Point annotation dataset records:
----------
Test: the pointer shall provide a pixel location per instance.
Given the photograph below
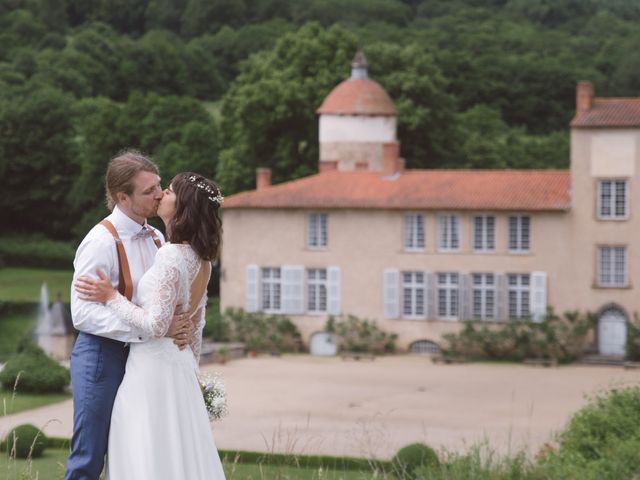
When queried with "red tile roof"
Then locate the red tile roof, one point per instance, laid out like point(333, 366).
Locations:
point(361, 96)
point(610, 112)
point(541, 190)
----------
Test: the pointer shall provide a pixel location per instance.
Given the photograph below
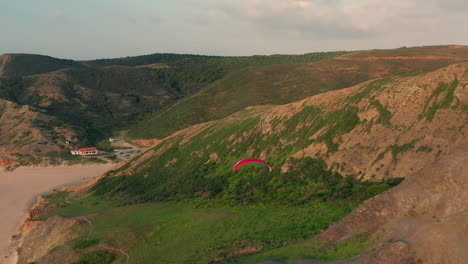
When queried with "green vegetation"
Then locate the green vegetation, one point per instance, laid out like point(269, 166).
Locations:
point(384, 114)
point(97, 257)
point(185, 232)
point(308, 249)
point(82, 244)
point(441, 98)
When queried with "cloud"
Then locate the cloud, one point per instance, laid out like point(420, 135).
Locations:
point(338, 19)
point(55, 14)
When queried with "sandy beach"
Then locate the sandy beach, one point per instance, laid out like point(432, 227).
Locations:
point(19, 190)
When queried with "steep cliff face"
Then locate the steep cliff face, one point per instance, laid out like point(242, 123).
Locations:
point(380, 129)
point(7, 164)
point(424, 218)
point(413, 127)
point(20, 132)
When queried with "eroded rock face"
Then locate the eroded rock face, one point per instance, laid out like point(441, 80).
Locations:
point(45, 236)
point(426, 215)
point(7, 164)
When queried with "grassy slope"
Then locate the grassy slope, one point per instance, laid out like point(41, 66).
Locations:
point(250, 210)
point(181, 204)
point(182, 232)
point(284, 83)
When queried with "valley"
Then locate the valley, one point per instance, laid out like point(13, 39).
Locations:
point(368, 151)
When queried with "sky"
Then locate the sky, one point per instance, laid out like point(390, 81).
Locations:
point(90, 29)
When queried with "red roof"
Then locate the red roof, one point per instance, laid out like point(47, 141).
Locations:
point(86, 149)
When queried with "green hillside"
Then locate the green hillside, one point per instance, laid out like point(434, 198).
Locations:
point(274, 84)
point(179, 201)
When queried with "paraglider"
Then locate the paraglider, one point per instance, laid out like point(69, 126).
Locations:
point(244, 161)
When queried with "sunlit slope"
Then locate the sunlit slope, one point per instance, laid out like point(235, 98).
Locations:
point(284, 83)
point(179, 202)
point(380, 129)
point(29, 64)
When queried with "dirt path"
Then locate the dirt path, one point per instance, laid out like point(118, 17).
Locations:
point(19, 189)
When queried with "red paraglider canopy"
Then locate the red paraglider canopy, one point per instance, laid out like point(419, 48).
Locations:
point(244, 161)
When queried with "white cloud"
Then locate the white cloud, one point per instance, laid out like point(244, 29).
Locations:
----------
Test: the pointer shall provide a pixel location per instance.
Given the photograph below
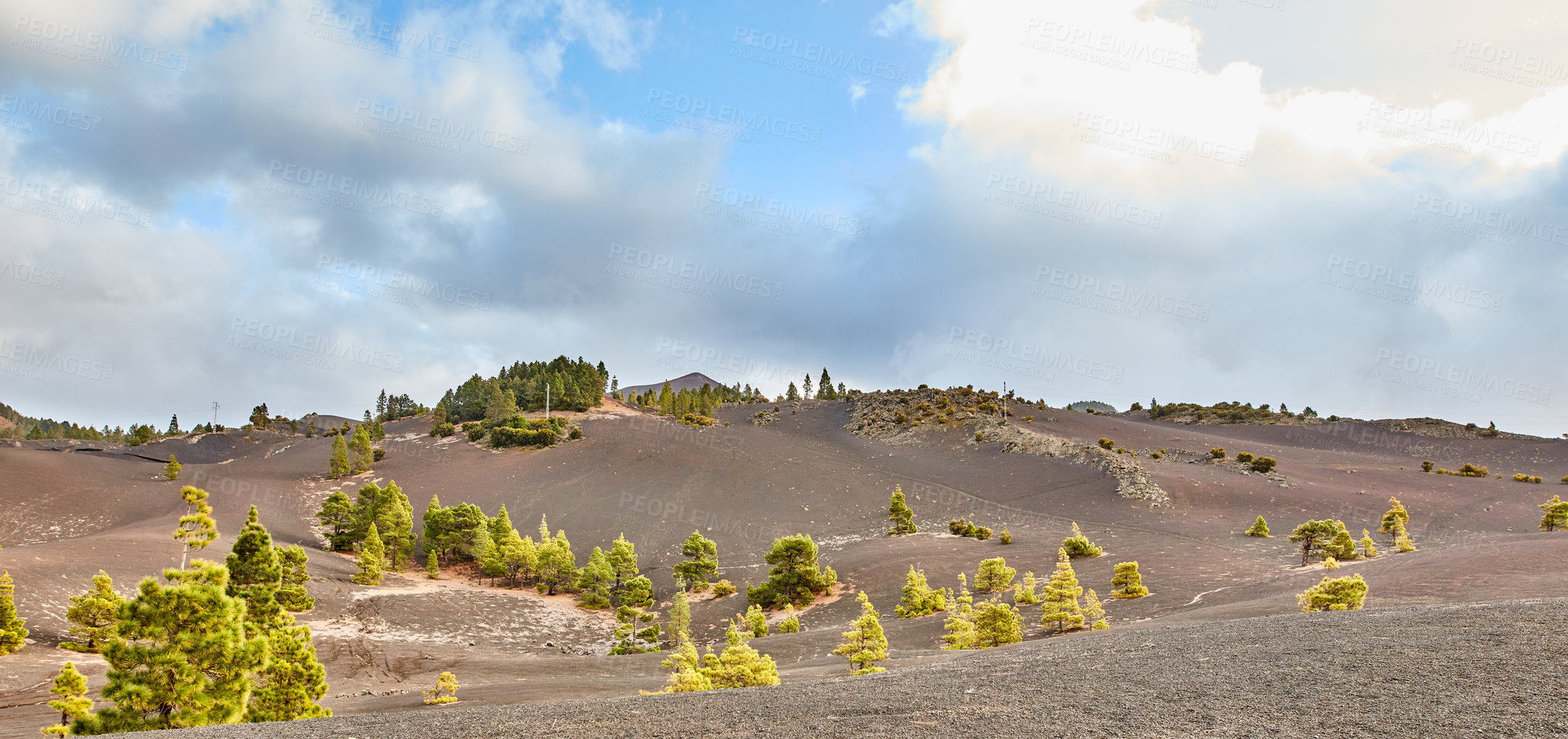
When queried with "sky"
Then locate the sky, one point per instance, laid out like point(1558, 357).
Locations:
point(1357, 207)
----------
TO BE DONE: Show each line above that contains the string "hillside". Treat uppercase and lowercase as different.

EXPECTED ANSWER:
When queried with "green hillside"
Then locate the green hillside, one point per instance, laid out like point(434, 198).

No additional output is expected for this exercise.